**AIM OF THE TASK:** Only an exact retyping of all the entries counts as an answer.

**DATASET EXCERPTS:**

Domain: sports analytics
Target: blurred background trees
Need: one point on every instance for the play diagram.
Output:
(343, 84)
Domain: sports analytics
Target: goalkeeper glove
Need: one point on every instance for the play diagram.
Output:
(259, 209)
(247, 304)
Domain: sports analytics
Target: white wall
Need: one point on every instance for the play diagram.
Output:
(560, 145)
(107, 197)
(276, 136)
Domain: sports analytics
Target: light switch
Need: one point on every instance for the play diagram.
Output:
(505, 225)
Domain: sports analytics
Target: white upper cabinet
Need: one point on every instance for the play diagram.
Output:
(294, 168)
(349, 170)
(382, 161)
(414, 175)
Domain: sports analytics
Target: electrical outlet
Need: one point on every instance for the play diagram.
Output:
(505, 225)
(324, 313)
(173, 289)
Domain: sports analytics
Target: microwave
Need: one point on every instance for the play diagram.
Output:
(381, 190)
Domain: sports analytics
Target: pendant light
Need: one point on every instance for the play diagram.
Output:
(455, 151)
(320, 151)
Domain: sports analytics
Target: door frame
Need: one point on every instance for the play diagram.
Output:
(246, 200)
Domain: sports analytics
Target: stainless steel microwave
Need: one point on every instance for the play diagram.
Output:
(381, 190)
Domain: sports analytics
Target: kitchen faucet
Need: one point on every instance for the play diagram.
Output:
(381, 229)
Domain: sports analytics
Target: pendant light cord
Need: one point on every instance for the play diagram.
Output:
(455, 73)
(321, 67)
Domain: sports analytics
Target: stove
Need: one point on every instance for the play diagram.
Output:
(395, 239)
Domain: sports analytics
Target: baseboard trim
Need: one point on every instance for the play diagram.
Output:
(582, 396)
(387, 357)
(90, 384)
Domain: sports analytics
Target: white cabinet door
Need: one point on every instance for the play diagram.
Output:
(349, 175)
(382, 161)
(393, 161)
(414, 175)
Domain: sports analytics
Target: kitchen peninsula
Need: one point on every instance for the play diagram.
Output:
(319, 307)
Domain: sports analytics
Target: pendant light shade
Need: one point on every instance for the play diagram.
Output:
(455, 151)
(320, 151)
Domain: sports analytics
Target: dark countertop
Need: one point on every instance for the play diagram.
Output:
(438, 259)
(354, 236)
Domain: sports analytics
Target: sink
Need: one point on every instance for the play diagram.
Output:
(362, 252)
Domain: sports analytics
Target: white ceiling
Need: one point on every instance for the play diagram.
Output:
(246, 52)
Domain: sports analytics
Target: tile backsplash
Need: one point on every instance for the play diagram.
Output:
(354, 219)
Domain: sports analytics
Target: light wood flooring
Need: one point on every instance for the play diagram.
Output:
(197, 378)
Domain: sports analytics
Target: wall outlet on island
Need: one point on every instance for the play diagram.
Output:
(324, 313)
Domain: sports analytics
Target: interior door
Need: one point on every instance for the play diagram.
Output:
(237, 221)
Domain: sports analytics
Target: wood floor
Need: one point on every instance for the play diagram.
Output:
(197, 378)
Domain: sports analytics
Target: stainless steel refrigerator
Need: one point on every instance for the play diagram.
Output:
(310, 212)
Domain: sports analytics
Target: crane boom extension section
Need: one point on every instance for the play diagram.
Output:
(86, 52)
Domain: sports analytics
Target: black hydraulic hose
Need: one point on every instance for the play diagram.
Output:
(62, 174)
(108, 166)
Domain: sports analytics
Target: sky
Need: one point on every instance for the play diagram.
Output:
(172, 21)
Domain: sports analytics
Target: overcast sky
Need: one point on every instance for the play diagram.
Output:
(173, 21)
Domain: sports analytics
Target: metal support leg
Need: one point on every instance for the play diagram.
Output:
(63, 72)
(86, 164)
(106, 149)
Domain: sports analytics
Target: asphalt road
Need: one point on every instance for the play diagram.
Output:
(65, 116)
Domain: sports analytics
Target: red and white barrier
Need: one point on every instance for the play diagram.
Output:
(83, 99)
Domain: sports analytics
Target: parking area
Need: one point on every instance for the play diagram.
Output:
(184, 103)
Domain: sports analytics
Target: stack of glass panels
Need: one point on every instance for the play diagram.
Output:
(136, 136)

**RESPONSE AREA:**
Domain: sports analytics
Target: blurred background trees
Need: one point on every instance for the play diagram.
Output:
(343, 84)
Domain: sports analytics
Target: goalkeeper glove
Need: one point on every instance for the play diagram.
Output:
(259, 209)
(247, 304)
Domain: sports analytics
Target: white wall
Need: one point on every instance for the play diagram.
Output:
(560, 145)
(107, 197)
(276, 136)
Domain: sports analytics
Target: light switch
Need: one point on every instance for the play diagram.
Output:
(505, 225)
Domain: sports analytics
Target: white upper cabinet
Need: one point on every instance for the play diagram.
Output:
(294, 168)
(349, 170)
(382, 161)
(414, 175)
Domain: sports analytics
Target: electrical outlet
Need: one point on every instance for the play diagram.
Output:
(505, 225)
(324, 313)
(173, 289)
Domain: sports analytics
Target: microwave
Need: one point on every instance for the play diagram.
Output:
(381, 190)
Domain: sports analytics
Target: pendant light
Need: one point on every instance for the play diagram.
Output:
(455, 151)
(320, 151)
Domain: sports analytics
Target: door frame
Need: one point on every instance for the play diagram.
Output:
(246, 200)
Domain: sports analytics
Target: stainless steel microwave
Need: one point on every instance for the play diagram.
Output:
(381, 190)
Domain: sports analytics
Target: kitchen faucet
Need: one point on every instance for the play diagram.
Output:
(381, 229)
Domain: sports analytics
Target: pendant light cord
Need: one point on every instance for the play diagram.
Output:
(455, 73)
(321, 67)
Domain: sports analytics
Target: stove
Need: one point on every instance for the play diagram.
Output:
(395, 239)
Domain: sports analytics
Target: baseboard trim
Need: one point on every instance for the play diagram.
Output:
(582, 396)
(387, 357)
(90, 384)
Domain: sports analytics
Target: white cabinet door
Need: one point on every instance for the play diagram.
Output:
(349, 175)
(382, 161)
(393, 161)
(414, 175)
Domain: sports analytics
Target: kitchen peninsula
Need: one point on every instance for the play diagram.
Output:
(319, 307)
Domain: sports analytics
Target: pendant light shade
Need: one point on every instance for the play diagram.
Output:
(455, 151)
(320, 151)
Domain: sports analytics
Target: dark countertop
Need: one point on every instance for the play diagram.
Output:
(438, 259)
(354, 236)
Domain: sports analytics
Target: sink
Need: one point on every instance for the play diagram.
Output:
(362, 252)
Domain: sports analytics
Target: white ceiling
Need: one point on every instance for the play diagram.
Output:
(246, 52)
Domain: sports analytics
Target: tile backsplash
Need: one point on every instance for the play diagram.
Output:
(354, 219)
Domain: sports analytics
Target: light wood flooring
Need: one point on every instance for the play diagram.
Output:
(197, 378)
Domain: sports analytics
Target: wall outlet on island
Need: one point on every instance for the play diagram.
Output:
(324, 313)
Domain: sports analytics
Target: interior door
Need: one point on every instance for the play diagram.
Output:
(237, 221)
Domain: sports analytics
Target: wood floor
Need: one point on every instance for the play diagram.
Output:
(197, 378)
Domain: sports analytics
Target: stainless steel refrigerator
Need: one point on every instance for the play diagram.
Output:
(310, 212)
Domain: sports analytics
Target: crane boom extension section
Need: one point on every instance for the play diagram.
Output:
(86, 52)
Domain: sports analytics
Target: black hydraulic hose
Need: one point on every instance for the play diagram.
Output:
(62, 174)
(108, 166)
Domain: sports analytics
Target: sky
Need: one point on every instance for the play diagram.
Output:
(172, 21)
Domain: sports analytics
Target: overcast sky
Need: one point on every instance for the play diagram.
Output:
(173, 21)
Domain: sports analytics
Target: metal support leg
Need: one point on every instance for the play diagram.
Output:
(63, 72)
(86, 164)
(106, 149)
Domain: sports analytics
Target: asphalt road
Need: one point on every instance for the play diagram.
Output:
(65, 116)
Domain: sports analytics
Target: red and white barrier
Need: one point on every instance for the play diagram.
Output:
(83, 99)
Domain: sports analytics
Target: parking area
Need: one point on every instance for the play diagram.
Output:
(184, 103)
Domain: sports analytics
Target: stack of glass panels
Need: one point on every instance for the play diagram.
Output:
(136, 136)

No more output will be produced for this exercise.